═════ SOURCE DOCUMENT ═════

The synthesis gas preferably comprises hydrogen and carbon oxides. Steps c. to e. may be repeated when the at least one constituent component of the synthesis gas being produced to the surface through the at least one well drops below a selected threshold volume. Where the at least one constituent component is the hydrogen, the method preferably further comprises the step after step d. of using a membrane to allow production of only the hydrogen to the surface.
The thermal hydrocarbon recovery system may be a steam-assisted gravity drainage system and the at least one well can then be an injector well and a producer well, and either or both of the injector well and the producer well may be used for the steps of injecting the oxidizing agent and producing the at least one constituent component of the synthesis gas to the surface. The steam- assisted gravity drainage system may comprise at least one infill well and the at least one well then comprises the at least one infill well. The at least one well may be at least one of a horizontal well, a vertical well, a deviated well and a multilateral well. The at least one well may be a dual completion well, wherein the steps of injecting the oxidizing agent and producing the at least one constituent component of the synthesis gas to the surface occur at different portions of the dual completion well. The at least one well may further comprise flow control devices to control where along the at least one well the injecting of the oxidizing agent and the producing of the at least one constituent component of the synthesis gas occur.

═════ MATERIAL PROVIDED ═════

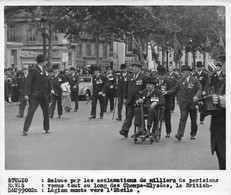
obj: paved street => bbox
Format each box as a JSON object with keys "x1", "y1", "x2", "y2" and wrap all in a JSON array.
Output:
[{"x1": 5, "y1": 101, "x2": 218, "y2": 170}]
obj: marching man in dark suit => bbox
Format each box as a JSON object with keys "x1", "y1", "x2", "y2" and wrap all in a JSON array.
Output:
[
  {"x1": 23, "y1": 54, "x2": 55, "y2": 136},
  {"x1": 89, "y1": 67, "x2": 107, "y2": 119},
  {"x1": 156, "y1": 66, "x2": 175, "y2": 138},
  {"x1": 134, "y1": 77, "x2": 165, "y2": 137},
  {"x1": 192, "y1": 61, "x2": 209, "y2": 124},
  {"x1": 49, "y1": 65, "x2": 66, "y2": 118},
  {"x1": 210, "y1": 62, "x2": 225, "y2": 93},
  {"x1": 210, "y1": 52, "x2": 226, "y2": 170},
  {"x1": 116, "y1": 64, "x2": 128, "y2": 121},
  {"x1": 17, "y1": 65, "x2": 29, "y2": 118},
  {"x1": 119, "y1": 64, "x2": 146, "y2": 137},
  {"x1": 104, "y1": 66, "x2": 116, "y2": 112},
  {"x1": 69, "y1": 67, "x2": 79, "y2": 112},
  {"x1": 164, "y1": 65, "x2": 201, "y2": 141}
]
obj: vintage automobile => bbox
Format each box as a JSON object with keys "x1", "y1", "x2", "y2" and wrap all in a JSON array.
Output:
[{"x1": 79, "y1": 76, "x2": 93, "y2": 101}]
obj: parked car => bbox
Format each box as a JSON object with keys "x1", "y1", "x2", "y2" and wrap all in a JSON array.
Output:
[{"x1": 79, "y1": 76, "x2": 93, "y2": 100}]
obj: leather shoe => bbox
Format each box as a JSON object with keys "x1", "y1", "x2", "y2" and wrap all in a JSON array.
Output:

═════

### YOUR TASKS
1 – In the synthesis gas passage, what device may be used so that only the hydrogen is produced to the surface?
2 – Quote the synthesis gas passage between "The synthesis gas preferably" and "hydrogen to the surface.", inclusive.

### EXPECTED RESULTS
1 – A membrane.

2 –
The synthesis gas preferably comprises hydrogen and carbon oxides. Steps c. to e. may be repeated when the at least one constituent component of the synthesis gas being produced to the surface through the at least one well drops below a selected threshold volume. Where the at least one constituent component is the hydrogen, the method preferably further comprises the step after step d. of using a membrane to allow production of only the hydrogen to the surface.